Que o governo de Jair Bolsonaro não é liberal na economia, todos já sabem. O próprio ministro da Economia, Paulo Guedes, queixou-se recentemente da falta de “aderência” a seu projeto de redução radical do Estado, anunciado na campanha eleitoral de 2018 por Bolsonaro e claramente frustrado após mais de dois anos de mandato.
A cada dia que passa, no entanto, o governo tampouco consegue ser o campeão dos valores conservadores, conforme também prometido por Bolsonaro nos palanques.
O presidente não é conservador; é apenas reacionário. O conservadorismo não se opõe a mudanças e reformas, como faz Bolsonaro, e sim às rupturas revolucionárias, especialmente aquelas motivadas por utopias que só podem resultar em autoritarismo e na anulação do indivíduo. Ademais, o conservadorismo defende o respeito às instituições democráticas e luta por sua estabilidade; defende a liberdade política e econômica, dentro da ordem constitucional; defende a igualdade de todos perante a lei, que é o verdadeiro lastro da estabilidade; defende a política como a “arte do possível”, fruto de ampla negociação; e, finalmente, defende a coesão social baseada em valores morais comuns, sobretudo o respeito, a responsabilidade e a honestidade.
Lamentavelmente, Bolsonaro viola esses princípios de forma sistemática desde que ganhou os holofotes da vida pública, quebrando o decoro sem constrangimento, tomando a coisa pública como se fosse privada e atacando os pilares da democracia.
Poucas vezes na história brasileira as instituições foram tão vilipendiadas por um presidente da República. Poucas vezes um chefe de Estado foi tão indiferente às leis e à Constituição, considerando-se frequentemente acima delas. Poucas vezes um governante desprezou tanto o diálogo político, demonizando a oposição e menosprezando partidos. E poucas vezes um presidente transgrediu de forma tão desabrida os valores morais comuns da sociedade, especialmente ao rejeitar a responsabilidade por seus atos e omissões e ao ofender e ameaçar quem o contesta.

• _Dados de origem_:
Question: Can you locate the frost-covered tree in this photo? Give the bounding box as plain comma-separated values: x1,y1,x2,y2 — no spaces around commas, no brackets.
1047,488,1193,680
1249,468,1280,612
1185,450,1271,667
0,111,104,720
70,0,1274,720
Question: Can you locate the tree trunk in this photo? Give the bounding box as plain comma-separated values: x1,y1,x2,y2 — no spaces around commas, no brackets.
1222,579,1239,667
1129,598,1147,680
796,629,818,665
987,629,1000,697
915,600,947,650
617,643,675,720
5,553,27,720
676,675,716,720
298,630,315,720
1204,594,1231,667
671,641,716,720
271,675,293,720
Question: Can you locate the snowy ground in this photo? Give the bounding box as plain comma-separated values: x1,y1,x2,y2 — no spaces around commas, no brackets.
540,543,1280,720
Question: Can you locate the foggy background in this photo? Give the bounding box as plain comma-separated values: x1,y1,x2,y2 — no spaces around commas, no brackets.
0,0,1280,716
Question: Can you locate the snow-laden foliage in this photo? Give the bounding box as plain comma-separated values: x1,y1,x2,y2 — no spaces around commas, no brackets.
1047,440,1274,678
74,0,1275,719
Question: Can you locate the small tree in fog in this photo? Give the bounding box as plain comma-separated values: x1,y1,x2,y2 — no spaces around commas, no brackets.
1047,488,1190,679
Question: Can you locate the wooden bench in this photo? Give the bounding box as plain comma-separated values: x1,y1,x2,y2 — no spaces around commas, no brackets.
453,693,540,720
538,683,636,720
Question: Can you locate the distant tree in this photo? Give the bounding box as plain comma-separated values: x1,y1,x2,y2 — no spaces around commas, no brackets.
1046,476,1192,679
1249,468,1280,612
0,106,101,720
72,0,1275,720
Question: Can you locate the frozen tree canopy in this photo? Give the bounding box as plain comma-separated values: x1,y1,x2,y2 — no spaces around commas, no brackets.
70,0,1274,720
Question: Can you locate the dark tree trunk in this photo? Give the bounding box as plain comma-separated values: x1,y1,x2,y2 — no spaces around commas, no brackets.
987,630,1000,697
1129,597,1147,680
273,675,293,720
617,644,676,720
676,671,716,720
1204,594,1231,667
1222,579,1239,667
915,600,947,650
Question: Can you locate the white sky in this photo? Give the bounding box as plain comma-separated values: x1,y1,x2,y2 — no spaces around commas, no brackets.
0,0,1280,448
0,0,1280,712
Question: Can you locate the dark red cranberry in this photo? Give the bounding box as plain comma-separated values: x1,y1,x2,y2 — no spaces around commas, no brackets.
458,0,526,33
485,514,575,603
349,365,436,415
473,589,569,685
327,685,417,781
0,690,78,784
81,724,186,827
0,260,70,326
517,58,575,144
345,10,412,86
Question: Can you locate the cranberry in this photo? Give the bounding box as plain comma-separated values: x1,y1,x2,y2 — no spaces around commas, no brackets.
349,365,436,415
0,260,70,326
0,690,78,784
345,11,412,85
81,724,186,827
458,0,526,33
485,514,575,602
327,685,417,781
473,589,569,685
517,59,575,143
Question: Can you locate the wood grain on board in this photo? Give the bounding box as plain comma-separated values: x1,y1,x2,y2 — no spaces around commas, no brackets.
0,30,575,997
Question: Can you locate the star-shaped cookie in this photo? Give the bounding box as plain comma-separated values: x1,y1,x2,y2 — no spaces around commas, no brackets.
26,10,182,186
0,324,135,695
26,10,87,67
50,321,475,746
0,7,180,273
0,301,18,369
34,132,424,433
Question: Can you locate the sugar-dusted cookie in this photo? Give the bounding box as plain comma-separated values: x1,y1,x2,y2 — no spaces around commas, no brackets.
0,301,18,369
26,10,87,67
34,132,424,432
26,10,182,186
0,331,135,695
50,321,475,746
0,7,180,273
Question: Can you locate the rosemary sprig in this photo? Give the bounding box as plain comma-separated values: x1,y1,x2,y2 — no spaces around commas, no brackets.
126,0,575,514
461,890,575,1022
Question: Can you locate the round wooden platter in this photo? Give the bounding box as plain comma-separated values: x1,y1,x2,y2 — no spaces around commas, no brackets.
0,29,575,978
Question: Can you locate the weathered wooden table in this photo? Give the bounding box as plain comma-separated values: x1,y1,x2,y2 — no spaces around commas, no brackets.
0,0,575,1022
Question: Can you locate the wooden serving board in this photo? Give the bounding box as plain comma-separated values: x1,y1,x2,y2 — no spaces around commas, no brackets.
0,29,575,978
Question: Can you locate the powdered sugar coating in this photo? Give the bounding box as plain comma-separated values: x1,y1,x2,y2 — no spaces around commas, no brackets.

• _O que fazer_:
(1) Liste tudo o que, segundo o trecho da página, o conservadorismo defende.
(2) Responda com base no trecho da página:
(a) Quem se queixou da falta de "aderência" a seu projeto de redução radical do Estado?
(b) Em que ano foi a campanha eleitoral em que Bolsonaro anunciou esse projeto?
(c) Ao desprezar o diálogo político, o que o governante demonizou?
(3) Redigite o trecho da página a partir das palavras "A cada dia que" e pare depois de "e a honestidade.".

• _Respostas_:
(1)
- O respeito às instituições democráticas e a luta por sua estabilidade
- A liberdade política e econômica, dentro da ordem constitucional
- A igualdade de todos perante a lei
- A política como a "arte do possível", fruto de ampla negociação
- A coesão social baseada em valores morais comuns, sobretudo o respeito, a responsabilidade e a honestidade

(2)
(a) O ministro da Economia, Paulo Guedes.
(b) 2018.
(c) A oposição.

(3)
A cada dia que passa, no entanto, o governo tampouco consegue ser o campeão dos valores conservadores, conforme também prometido por Bolsonaro nos palanques.
O presidente não é conservador; é apenas reacionário. O conservadorismo não se opõe a mudanças e reformas, como faz Bolsonaro, e sim às rupturas revolucionárias, especialmente aquelas motivadas por utopias que só podem resultar em autoritarismo e na anulação do indivíduo. Ademais, o conservadorismo defende o respeito às instituições democráticas e luta por sua estabilidade; defende a liberdade política e econômica, dentro da ordem constitucional; defende a igualdade de todos perante a lei, que é o verdadeiro lastro da estabilidade; defende a política como a “arte do possível”, fruto de ampla negociação; e, finalmente, defende a coesão social baseada em valores morais comuns, sobretudo o respeito, a responsabilidade e a honestidade.